- **TASK ITEM**
Every record below should be repeated exactly. Omit the pictures.

Saved entries:
----------------------------------------

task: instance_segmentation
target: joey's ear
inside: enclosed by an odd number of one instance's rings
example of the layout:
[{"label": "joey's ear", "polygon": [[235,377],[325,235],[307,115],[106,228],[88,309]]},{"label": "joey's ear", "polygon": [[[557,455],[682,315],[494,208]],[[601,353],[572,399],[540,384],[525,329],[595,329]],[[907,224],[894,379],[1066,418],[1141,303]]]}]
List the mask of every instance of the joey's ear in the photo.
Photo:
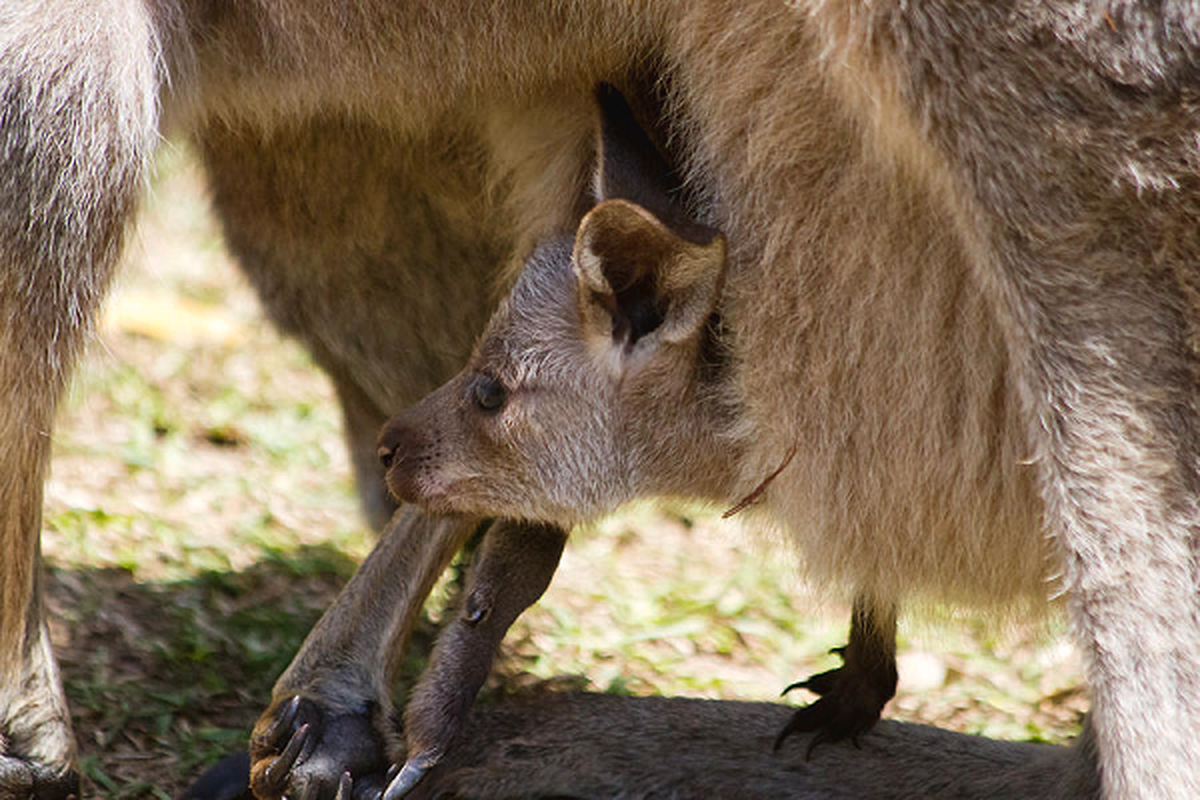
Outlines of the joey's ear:
[{"label": "joey's ear", "polygon": [[622,356],[682,342],[712,313],[725,271],[725,240],[693,220],[681,181],[612,86],[596,87],[600,201],[575,236],[580,316],[589,334]]},{"label": "joey's ear", "polygon": [[690,241],[641,206],[609,200],[579,223],[572,260],[585,329],[628,356],[703,328],[724,280],[725,240]]},{"label": "joey's ear", "polygon": [[709,242],[714,232],[687,213],[681,201],[683,181],[638,125],[633,110],[611,84],[596,86],[600,138],[595,175],[596,202],[629,200],[676,234]]},{"label": "joey's ear", "polygon": [[680,181],[634,119],[633,109],[612,84],[596,86],[600,140],[596,164],[596,201],[621,198],[662,216]]}]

----------------------------------------

- **THE ANSWER**
task: instance_segmentation
target: joey's ear
inside: enclosed by an odd number of one instance's rings
example of the layout:
[{"label": "joey's ear", "polygon": [[235,377],[325,235],[307,115],[106,228],[88,309]]},{"label": "joey's ear", "polygon": [[[557,455],[682,315],[494,208]],[[601,353],[572,399],[540,384],[525,329],[595,329]],[[907,224],[894,379],[1066,418],[1141,303]]]}]
List the mask of every instance of the joey's ear in the photo.
Photo:
Outlines of the joey's ear:
[{"label": "joey's ear", "polygon": [[622,356],[682,342],[712,313],[725,271],[725,240],[693,220],[681,181],[612,86],[596,87],[600,201],[575,236],[580,316],[589,334]]},{"label": "joey's ear", "polygon": [[690,241],[641,206],[609,200],[579,223],[572,260],[585,329],[628,356],[703,328],[724,280],[725,240]]},{"label": "joey's ear", "polygon": [[709,242],[714,232],[687,213],[681,201],[683,181],[638,125],[633,110],[611,84],[596,86],[600,138],[595,175],[596,202],[629,200],[676,234]]},{"label": "joey's ear", "polygon": [[680,181],[634,119],[633,109],[612,84],[596,86],[600,140],[596,164],[596,201],[621,198],[662,216]]}]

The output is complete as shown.